## Text passage
▼

The UN refugee agency has expressed shock at the deportation of four Uzbek men and urged the Kyrgyz authorities to halt further deportations of Uzbek asylum seekers until they have gone through proper procedures to determine whether or not they are refugees.
10 June 2005
Uzbek asylum seekers at Kyrgyzstan's Barash border camp before the recent transfer to Sasyk camp. Faces obscured to protect their identities.

GENEVA, June 10 (UNHCR) - The UN refugee agency has expressed shock at the deportation of four Uzbek men from Kyrgyzstan and urged the Kyrgyz authorities to halt further deportations of Uzbek asylum seekers until they have gone through proper procedures to determine whether or not they are refugees under the 1951 UN Refugee Convention.

The four men - Dilshod Hadjiev, Tavakal Hadjiev, Abdubais (Hasan) Shakirov and Muhammad Kadyrov - were sent home yesterday and are now presumably in the custody of the Uzbek authorities. The deportees had been among hundreds of people who fled Uzbekistan amid the eruption of violence in Andijan on May 13.

▲

## Point-based annotation data
▼

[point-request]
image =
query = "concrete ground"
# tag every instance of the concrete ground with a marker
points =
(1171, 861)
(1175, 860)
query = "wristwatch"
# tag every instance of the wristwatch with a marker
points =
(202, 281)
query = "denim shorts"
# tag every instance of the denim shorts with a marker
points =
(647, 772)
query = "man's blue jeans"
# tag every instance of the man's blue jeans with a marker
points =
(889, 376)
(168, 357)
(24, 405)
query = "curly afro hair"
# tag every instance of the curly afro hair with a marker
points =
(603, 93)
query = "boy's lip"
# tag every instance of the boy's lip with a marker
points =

▲
▼

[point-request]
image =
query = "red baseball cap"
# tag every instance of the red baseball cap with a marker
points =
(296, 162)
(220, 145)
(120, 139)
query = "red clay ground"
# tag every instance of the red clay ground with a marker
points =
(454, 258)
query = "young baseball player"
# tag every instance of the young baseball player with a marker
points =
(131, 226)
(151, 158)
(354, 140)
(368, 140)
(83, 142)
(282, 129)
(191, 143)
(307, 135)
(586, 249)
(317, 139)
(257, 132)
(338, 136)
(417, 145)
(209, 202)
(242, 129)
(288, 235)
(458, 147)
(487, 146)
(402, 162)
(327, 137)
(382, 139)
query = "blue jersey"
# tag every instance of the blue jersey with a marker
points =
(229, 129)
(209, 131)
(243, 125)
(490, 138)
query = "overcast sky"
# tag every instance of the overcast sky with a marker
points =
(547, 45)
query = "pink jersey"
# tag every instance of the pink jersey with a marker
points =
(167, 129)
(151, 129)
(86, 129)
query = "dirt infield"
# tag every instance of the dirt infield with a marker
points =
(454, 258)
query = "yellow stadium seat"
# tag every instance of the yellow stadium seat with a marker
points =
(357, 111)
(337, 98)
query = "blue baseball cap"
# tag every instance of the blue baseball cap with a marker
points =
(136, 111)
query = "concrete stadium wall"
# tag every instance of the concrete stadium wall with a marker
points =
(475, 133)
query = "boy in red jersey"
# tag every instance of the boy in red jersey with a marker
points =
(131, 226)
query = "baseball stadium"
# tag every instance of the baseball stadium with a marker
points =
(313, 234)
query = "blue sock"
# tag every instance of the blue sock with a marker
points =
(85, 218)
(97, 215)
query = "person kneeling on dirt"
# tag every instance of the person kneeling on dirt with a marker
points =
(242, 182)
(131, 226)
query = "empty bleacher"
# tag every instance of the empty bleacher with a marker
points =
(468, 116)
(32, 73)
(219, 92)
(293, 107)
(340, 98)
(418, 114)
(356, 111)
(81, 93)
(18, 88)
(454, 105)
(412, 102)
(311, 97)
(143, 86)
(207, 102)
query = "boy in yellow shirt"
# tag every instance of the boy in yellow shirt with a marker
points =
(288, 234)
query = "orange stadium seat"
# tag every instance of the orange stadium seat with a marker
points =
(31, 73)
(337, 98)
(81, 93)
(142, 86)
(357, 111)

▲
▼

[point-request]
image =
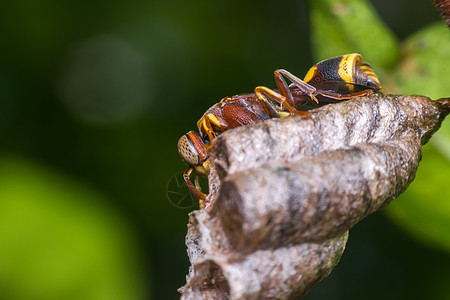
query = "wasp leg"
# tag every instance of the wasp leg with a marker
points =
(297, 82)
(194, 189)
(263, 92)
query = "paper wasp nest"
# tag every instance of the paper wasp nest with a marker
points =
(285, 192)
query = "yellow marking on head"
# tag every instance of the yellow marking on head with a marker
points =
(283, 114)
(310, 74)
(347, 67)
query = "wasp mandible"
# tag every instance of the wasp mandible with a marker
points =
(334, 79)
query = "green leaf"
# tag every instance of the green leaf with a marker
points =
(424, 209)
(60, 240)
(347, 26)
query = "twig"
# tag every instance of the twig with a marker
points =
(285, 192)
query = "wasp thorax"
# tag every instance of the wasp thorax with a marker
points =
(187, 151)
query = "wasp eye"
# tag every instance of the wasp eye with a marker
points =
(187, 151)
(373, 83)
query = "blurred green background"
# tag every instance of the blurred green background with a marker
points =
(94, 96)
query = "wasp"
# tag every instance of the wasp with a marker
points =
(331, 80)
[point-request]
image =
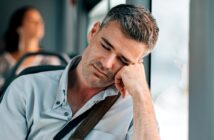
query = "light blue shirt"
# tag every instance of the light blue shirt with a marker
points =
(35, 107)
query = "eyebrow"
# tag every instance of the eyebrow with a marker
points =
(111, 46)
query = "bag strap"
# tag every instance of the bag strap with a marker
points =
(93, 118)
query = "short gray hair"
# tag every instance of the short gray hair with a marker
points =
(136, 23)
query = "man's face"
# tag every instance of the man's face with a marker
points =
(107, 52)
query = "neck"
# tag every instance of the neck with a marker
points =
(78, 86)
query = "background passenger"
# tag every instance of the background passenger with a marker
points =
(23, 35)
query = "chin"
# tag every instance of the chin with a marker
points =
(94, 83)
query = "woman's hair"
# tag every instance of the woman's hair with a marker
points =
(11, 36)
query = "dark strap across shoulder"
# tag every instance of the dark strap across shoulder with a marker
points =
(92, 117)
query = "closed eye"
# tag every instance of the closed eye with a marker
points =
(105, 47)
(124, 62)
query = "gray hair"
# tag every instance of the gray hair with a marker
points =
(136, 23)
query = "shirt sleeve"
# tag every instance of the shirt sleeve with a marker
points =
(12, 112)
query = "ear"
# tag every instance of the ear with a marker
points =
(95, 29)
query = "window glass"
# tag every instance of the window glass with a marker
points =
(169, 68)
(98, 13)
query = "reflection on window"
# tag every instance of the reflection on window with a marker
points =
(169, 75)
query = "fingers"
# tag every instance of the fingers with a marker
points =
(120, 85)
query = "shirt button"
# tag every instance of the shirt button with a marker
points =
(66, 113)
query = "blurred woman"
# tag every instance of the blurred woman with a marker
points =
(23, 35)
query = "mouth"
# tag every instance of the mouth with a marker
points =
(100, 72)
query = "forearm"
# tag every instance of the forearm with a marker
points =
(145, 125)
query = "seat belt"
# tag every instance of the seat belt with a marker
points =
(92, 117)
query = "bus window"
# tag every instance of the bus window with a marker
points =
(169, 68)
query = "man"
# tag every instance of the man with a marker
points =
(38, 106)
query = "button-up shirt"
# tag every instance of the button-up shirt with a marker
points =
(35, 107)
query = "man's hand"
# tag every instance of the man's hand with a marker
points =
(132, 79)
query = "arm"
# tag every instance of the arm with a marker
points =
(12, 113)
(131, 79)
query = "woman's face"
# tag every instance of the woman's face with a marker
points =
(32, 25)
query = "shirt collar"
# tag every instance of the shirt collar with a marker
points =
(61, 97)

▲

## Tasks
A: Using the news report on Uzbek asylum seekers in Kyrgyzstan, answer the following:
(i) On what date did violence erupt in Andijan?
(ii) To which camp were the asylum seekers at the Barash border camp transferred?
(iii) Under which convention would the asylum seekers' refugee status be determined?
B: Render into French the following sentence from the news report on Uzbek asylum seekers: "The deportees had been among hundreds of people who fled Uzbekistan amid the eruption of violence in Andijan on May 13."
C: Continue the news report on Uzbek asylum seekers in Kyrgyzstan, beginning after its final sentence.

## Task responses
A:
(i) May 13
(ii) Sasyk camp
(iii) The 1951 UN Refugee Convention

B: Les personnes expulsées faisaient partie des centaines de personnes qui avaient fui l'Ouzbékistan lors de l'éclatement des violences à Andijan le 13 mai.

C:
"This is a direct violation of an agreement UNHCR had reached with the Kyrgyz government that no one would be forcibly returned unless they had been determined not to be a refugee after going through an asylum procedure," UNHCR spokeswoman Jennifer Pagonis told reporters in Geneva on Friday.

She noted that if the four men were indeed refugees instead of "criminals" as repeatedly alleged by the Uzbek authorities, then their deportation would be considered refoulement, or forcible return of a refugee to his or her homeland. This is prohibited under the 1951 Convention, to which Kyrgyzstan is a signatory. It is also specifically prohibited under Kyrgyz national law.

Any evidence that they were common criminals rather than refugees fleeing persecution for their political or religious beliefs - or other grounds defined by the 1951 Convention - would need to be examined extremely carefully before they could be excluded from refugee status and returned to their home country.

"There had also been an agreement with the Kyrgyz authorities that UNHCR, which has an emergency team on the spot, would continue to have full access to these individuals during their detention," said Pagonis.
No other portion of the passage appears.